───── Entries shown

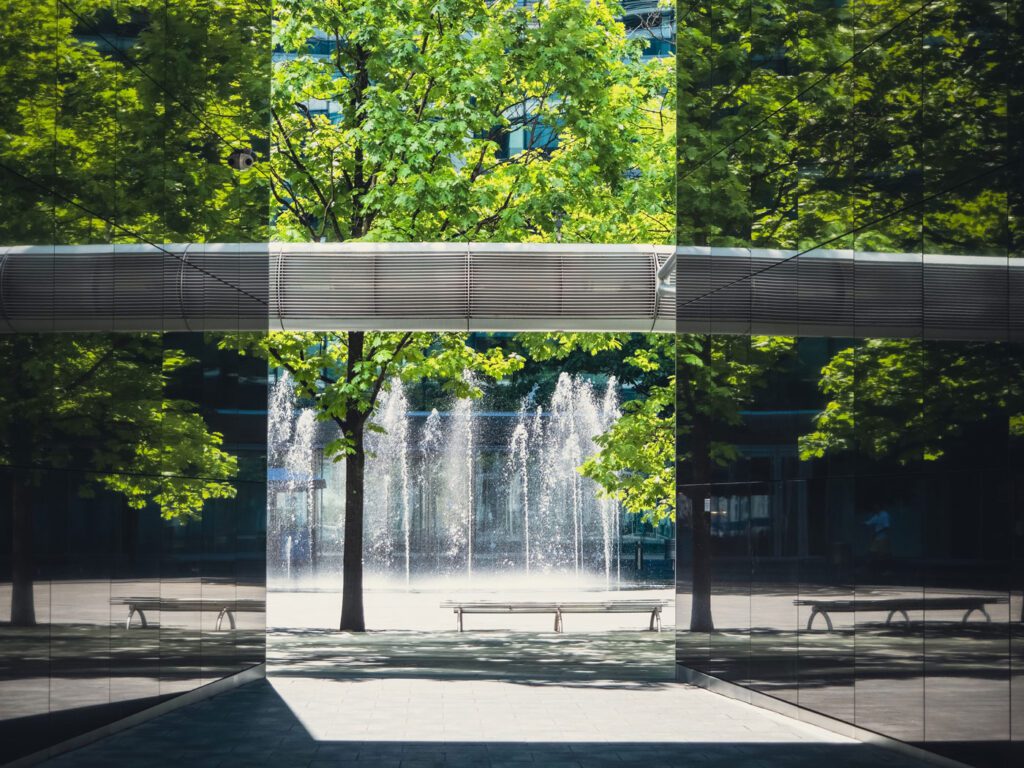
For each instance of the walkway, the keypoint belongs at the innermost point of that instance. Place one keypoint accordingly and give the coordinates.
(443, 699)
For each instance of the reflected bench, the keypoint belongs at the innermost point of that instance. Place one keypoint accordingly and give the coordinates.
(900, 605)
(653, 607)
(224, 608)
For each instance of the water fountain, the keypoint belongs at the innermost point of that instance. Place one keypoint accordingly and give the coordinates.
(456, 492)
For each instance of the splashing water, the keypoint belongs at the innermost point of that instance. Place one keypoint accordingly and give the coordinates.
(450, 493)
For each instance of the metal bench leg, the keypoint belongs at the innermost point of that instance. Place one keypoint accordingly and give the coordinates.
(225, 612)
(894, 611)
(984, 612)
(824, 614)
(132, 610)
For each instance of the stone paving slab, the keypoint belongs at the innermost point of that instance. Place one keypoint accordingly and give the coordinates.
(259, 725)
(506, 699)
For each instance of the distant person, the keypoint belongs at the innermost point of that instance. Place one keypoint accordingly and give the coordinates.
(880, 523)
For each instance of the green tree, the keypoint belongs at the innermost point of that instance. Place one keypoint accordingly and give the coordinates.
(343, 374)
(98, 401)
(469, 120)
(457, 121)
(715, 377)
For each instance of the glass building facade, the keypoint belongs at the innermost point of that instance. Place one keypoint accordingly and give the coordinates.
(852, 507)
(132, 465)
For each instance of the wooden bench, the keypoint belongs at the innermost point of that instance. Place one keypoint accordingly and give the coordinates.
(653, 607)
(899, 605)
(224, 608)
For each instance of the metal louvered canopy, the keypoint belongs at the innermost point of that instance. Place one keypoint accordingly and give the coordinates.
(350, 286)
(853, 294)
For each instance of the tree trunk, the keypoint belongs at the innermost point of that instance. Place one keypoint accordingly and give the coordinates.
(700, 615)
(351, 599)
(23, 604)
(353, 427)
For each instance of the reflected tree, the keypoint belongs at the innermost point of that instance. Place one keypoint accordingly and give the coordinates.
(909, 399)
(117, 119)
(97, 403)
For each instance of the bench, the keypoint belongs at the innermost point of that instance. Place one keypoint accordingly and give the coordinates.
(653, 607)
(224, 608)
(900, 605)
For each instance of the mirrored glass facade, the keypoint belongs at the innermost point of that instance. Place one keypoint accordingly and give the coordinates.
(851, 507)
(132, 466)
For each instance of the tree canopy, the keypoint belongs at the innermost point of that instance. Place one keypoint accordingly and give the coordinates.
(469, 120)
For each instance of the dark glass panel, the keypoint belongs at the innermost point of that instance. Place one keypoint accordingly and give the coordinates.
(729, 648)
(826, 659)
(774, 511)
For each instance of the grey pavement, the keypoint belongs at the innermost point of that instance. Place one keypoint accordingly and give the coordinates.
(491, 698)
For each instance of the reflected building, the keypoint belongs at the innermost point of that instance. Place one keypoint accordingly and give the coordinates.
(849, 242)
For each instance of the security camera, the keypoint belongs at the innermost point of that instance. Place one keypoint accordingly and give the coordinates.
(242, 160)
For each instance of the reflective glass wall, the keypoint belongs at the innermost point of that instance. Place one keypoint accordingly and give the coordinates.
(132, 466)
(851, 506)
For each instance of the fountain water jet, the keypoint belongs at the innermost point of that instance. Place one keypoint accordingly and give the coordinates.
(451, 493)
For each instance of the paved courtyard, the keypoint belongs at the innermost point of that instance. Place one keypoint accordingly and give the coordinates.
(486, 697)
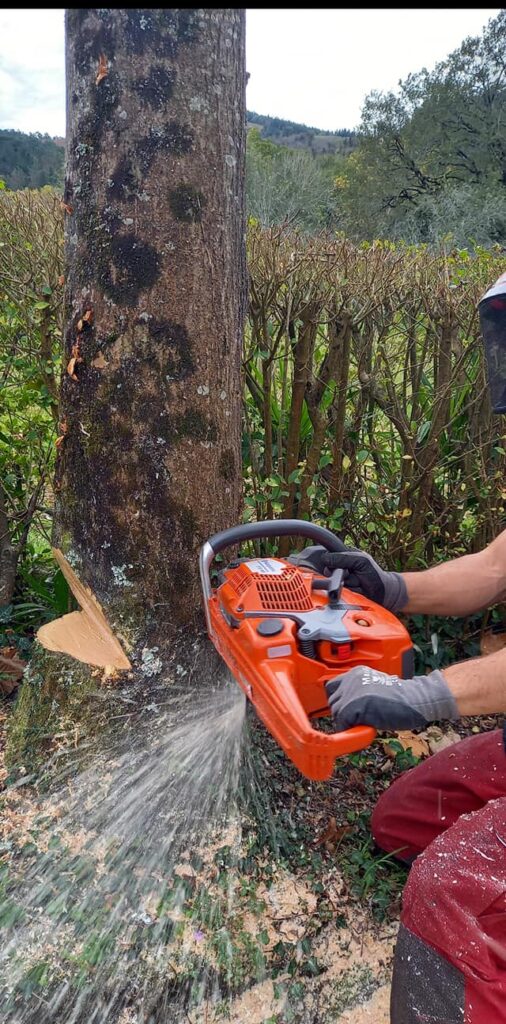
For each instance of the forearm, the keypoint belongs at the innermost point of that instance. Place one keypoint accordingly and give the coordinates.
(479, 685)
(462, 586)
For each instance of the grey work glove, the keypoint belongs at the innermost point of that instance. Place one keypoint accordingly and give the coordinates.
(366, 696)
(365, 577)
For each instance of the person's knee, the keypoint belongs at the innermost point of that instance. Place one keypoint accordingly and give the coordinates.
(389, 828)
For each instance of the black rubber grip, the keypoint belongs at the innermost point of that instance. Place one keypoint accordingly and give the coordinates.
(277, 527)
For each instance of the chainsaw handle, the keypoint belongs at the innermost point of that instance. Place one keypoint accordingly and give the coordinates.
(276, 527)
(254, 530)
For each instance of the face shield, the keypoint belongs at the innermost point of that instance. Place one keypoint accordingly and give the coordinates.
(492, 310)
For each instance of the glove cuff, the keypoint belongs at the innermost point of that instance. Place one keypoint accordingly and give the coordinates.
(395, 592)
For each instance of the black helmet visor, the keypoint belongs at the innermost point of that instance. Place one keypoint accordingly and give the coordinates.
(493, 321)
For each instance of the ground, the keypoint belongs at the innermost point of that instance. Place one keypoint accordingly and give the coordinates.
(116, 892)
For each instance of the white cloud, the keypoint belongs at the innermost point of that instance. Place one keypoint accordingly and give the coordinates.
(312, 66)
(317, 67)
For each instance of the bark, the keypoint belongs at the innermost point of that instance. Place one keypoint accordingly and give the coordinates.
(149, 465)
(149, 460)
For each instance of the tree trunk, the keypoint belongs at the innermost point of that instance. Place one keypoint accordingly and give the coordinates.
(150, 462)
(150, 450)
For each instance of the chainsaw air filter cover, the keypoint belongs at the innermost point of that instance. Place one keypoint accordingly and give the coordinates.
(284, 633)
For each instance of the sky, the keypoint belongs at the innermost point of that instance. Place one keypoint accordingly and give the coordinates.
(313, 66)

──────────

Task to complete. In the transcription, every picture is to be excluded and the records above given again exactly.

Finished task.
For each instance of the walkway, the keypoint belongs at the innermost point of that instance. Place one keypoint accordingly and give the coordinates.
(443, 699)
For each instance of the reflected bench, the keypoint belongs at the innermost point of that instance. Place one keypoint accordingly and give the coordinates.
(900, 605)
(653, 607)
(224, 608)
For each instance of the water fountain, the keypoint belongs at the innermost point of that instance. Place one keypoint accordingly and give the coordinates.
(456, 492)
For each instance of the splashing water, the keypoint belongs at the innermost point of that instance. Place one keypoint accordingly and give the coordinates.
(450, 493)
For each instance of the metal bench leg, the keypoint belongs at the innermost point of that instance. Place one keypoint accordingly and give the coordinates.
(225, 612)
(894, 611)
(984, 612)
(824, 614)
(132, 610)
For each instance of the stone paving slab, the keypoint belongs at the innermost point of that instance. Place one keypoint accordingly and give the coordinates.
(259, 725)
(506, 699)
For each instance of the distant person, the keypoint belongs at the innermost point of that instance. Place one keypoint accordingly and give the coordinates.
(880, 523)
For each instance of the green tree, the keypoint belongs at the innermost point of that instance. Place one keypoint accordingly and give the coordinates.
(343, 374)
(98, 401)
(469, 120)
(457, 121)
(715, 377)
For each instance of the glass building facade, the keypoint belongs at the innermost point of that instance. Place one keypoint accordingly and give the coordinates.
(852, 507)
(132, 465)
For each instance of the wooden bench, the keypoint belongs at the innermost point of that instance. Place one keypoint accordingly and give the coordinates.
(653, 607)
(899, 605)
(224, 608)
For each instance of the metal louvered canopy, the keypoint belongs at the innermost point of that instance. Place one keypoint accordingly and give the coordinates.
(350, 286)
(853, 294)
For each instance of the tree trunk, the keypoint belongs at the innermost point of that instance. Place one keypoint accordingly and give the coordinates.
(700, 615)
(351, 599)
(23, 604)
(353, 427)
For each instance of the reflected tree, the keypoint belongs at the innermost point of that instance. Place one keypoint accordingly and give the coordinates.
(909, 399)
(117, 119)
(97, 403)
For each instance of the bench, the keypoint belongs at the innermost point of that instance. Place one keypoint accordingly and give the coordinates.
(653, 607)
(224, 608)
(900, 605)
For each instance of the mirrored glass facade, the keypoint belongs at the innermost point of that instance. Place one keypoint accordingly and give the coordinates.
(851, 507)
(132, 466)
For each instance of the tree canopy, the keypoint belongs at the innermost point of that instance. Place one keypoint accordingly and give the coordinates.
(469, 120)
For each instance of the dark glass panel, the keypoint belongs at the innermost point of that instance. Place one keypoint accordingly and give the coordinates.
(729, 648)
(826, 659)
(774, 511)
For each instance of the grey pavement, the keypoint belongs at the innermost point of that instance. Place one keypoint accordingly and give the coordinates.
(491, 698)
For each instance of the reflected building, the keypoint belongs at the innermost point of that instance. Place one keypoint accordingly and give the coordinates.
(849, 242)
For each instance of the security camera, the keypoint belongs at the innermost point of that instance. Place one keypoint accordingly and give the coordinates.
(242, 160)
For each instance of the reflective glass wall, the keypoint belongs at the innermost point of that instance. Place one keypoint accordingly and give the coordinates.
(132, 466)
(851, 506)
For each instance of the fountain water jet, the keypoint belongs at the innermost point of that instance. Place one keypoint accordingly and give the coordinates.
(451, 493)
For each instance of the paved courtyard, the keypoint belongs at the innermost point of that instance. Place one keypoint accordingly and give the coordinates.
(486, 697)
For each instance of the forearm, the keypoint belongs at the innermost point of that instance. Place one keypoint accordingly and give the coordinates.
(479, 685)
(462, 586)
For each instance of the grey work glove, the keypoint belongs at the innermost point of that instance. Place one keypoint accordingly and give the coordinates.
(366, 696)
(365, 577)
For each instance of the person's knee, the keypoint belongs at the innermost point of that instance. Place one keypoint accordingly and give the coordinates.
(389, 828)
For each instance of the black rubber grip, the keypoint belongs at the innermost point of that instance. Place one keypoint accordingly and give the coordinates.
(277, 527)
For each instance of the chainsaw handle, the keypoint belongs at the innermost point of that instance. Place one keypoint accordingly and give the coordinates.
(276, 527)
(254, 530)
For each instance of the face shield, the keypoint belongs at the innermost point of that instance. Place one keypoint accordingly and give the coordinates.
(492, 310)
For each instance of the glove cuff, the keypoint belongs at the innermost point of that instance. Place one keypoint accordingly and give the coordinates.
(395, 592)
For each instance of the black helmet visor, the keypoint belongs at the innermost point of that instance. Place one keypoint accordingly and give the coordinates.
(493, 321)
For each instance of the ground, the keypoint belongs at the innermost point of that instance. Place one keypoint accordingly and give the coordinates.
(116, 892)
For each instance of the white cloud, the keypoint belongs at the innermost point of that instance. Place one keypoint accordingly and give the coordinates.
(312, 66)
(317, 67)
For each instance of the bark, the keypoint belongs at the innermost point of that instance. Place one keypoint accordingly and give the coordinates.
(149, 465)
(149, 460)
For each instance of the tree trunk, the keypoint belongs at the innermost point of that instance. Place one keypoint accordingly and give the coordinates.
(150, 462)
(150, 450)
For each instance of the chainsaw air filter cover, the keypoint belongs at the innermost point of that instance. Place one keypoint accordingly and give the coordinates.
(284, 633)
For each instance of the sky, the keypoint belongs at the innermost point of that instance. Place one keypoint accordingly and give the coordinates.
(313, 66)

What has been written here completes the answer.